OBJECTIVE: Exactly as given, repeat all of the entries.

[Entries from a point annotation set]
-- Start --
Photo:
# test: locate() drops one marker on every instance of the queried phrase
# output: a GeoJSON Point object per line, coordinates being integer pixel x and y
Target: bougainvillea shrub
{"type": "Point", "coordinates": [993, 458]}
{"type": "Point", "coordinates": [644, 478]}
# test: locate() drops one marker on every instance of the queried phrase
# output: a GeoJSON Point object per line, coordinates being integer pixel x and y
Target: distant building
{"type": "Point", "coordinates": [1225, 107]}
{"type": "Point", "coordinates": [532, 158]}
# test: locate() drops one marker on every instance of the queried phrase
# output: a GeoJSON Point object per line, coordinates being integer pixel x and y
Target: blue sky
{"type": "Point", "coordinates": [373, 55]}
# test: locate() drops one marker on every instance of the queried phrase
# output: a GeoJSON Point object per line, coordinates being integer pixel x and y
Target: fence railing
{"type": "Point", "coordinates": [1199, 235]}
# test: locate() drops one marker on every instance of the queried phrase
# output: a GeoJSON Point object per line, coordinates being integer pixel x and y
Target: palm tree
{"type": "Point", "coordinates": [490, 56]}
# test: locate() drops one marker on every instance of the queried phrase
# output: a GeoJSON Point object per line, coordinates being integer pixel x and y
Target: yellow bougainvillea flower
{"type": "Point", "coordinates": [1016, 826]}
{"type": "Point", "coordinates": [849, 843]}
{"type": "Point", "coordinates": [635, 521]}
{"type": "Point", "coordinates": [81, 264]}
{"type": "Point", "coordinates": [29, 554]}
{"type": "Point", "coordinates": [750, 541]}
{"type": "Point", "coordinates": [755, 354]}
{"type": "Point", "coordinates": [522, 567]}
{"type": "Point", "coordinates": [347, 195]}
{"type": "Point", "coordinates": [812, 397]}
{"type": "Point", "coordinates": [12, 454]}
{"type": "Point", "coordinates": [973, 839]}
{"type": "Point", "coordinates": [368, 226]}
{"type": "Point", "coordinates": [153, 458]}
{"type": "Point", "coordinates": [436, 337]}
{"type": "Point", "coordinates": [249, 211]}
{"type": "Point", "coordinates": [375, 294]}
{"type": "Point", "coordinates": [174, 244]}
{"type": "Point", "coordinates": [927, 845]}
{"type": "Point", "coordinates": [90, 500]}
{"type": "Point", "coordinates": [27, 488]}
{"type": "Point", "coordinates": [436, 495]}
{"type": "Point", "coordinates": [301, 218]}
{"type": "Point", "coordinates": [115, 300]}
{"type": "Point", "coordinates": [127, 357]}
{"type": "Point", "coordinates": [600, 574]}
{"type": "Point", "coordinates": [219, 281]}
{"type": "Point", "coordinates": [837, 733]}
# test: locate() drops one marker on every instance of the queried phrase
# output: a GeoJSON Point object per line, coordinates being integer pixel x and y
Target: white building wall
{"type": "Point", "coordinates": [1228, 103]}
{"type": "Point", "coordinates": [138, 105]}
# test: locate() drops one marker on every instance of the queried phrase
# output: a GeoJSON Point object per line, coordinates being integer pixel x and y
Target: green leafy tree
-- End --
THE RESULT:
Photo:
# test: locate() drops one marker on every instance of the queried phrase
# output: a GeoJSON Point object per line, coordinates being integer pixel x and y
Target: bougainvillea shrub
{"type": "Point", "coordinates": [993, 458]}
{"type": "Point", "coordinates": [644, 478]}
# test: locate() drops one marker on every instance of the queried phrase
# output: a GeoJSON Point object per line, coordinates being integer pixel x and y
Target: distant building
{"type": "Point", "coordinates": [1225, 107]}
{"type": "Point", "coordinates": [532, 158]}
# test: locate() drops one marker on every instance of the queried phrase
# output: a GeoJSON Point object per line, coordinates being integer pixel x and y
Target: blue sky
{"type": "Point", "coordinates": [373, 55]}
# test: locate() drops one marker on every instance of the queried phrase
# output: a GeoJSON Point object per line, coordinates being integer pixel x and y
Target: fence railing
{"type": "Point", "coordinates": [1199, 235]}
# test: locate() drops one marker on every instance of the queried phrase
# output: a GeoJSON Point object per line, coordinates being integer pixel x and y
Target: palm tree
{"type": "Point", "coordinates": [490, 56]}
# test: locate() drops one marker on every instance of the queried phrase
# output: a GeoJSON Point object per line, coordinates being integer pixel x and y
Target: yellow bougainvillea flower
{"type": "Point", "coordinates": [1016, 826]}
{"type": "Point", "coordinates": [849, 843]}
{"type": "Point", "coordinates": [635, 521]}
{"type": "Point", "coordinates": [81, 264]}
{"type": "Point", "coordinates": [29, 554]}
{"type": "Point", "coordinates": [750, 541]}
{"type": "Point", "coordinates": [755, 354]}
{"type": "Point", "coordinates": [522, 567]}
{"type": "Point", "coordinates": [347, 195]}
{"type": "Point", "coordinates": [812, 397]}
{"type": "Point", "coordinates": [12, 454]}
{"type": "Point", "coordinates": [973, 839]}
{"type": "Point", "coordinates": [368, 226]}
{"type": "Point", "coordinates": [153, 458]}
{"type": "Point", "coordinates": [436, 337]}
{"type": "Point", "coordinates": [249, 211]}
{"type": "Point", "coordinates": [375, 294]}
{"type": "Point", "coordinates": [174, 244]}
{"type": "Point", "coordinates": [927, 845]}
{"type": "Point", "coordinates": [90, 500]}
{"type": "Point", "coordinates": [27, 488]}
{"type": "Point", "coordinates": [436, 495]}
{"type": "Point", "coordinates": [301, 218]}
{"type": "Point", "coordinates": [115, 300]}
{"type": "Point", "coordinates": [127, 357]}
{"type": "Point", "coordinates": [600, 574]}
{"type": "Point", "coordinates": [219, 281]}
{"type": "Point", "coordinates": [837, 733]}
# test: locate() drops one marker on every instance of the queried phrase
# output: a GeoJSON Point object per line, coordinates being integer pixel x and y
Target: white building wall
{"type": "Point", "coordinates": [1228, 103]}
{"type": "Point", "coordinates": [138, 105]}
# test: locate() drops one marker on every instance of the queried phrase
# output: a GeoJSON Point object per line, coordinates being integer pixel x and y
Target: green leafy tree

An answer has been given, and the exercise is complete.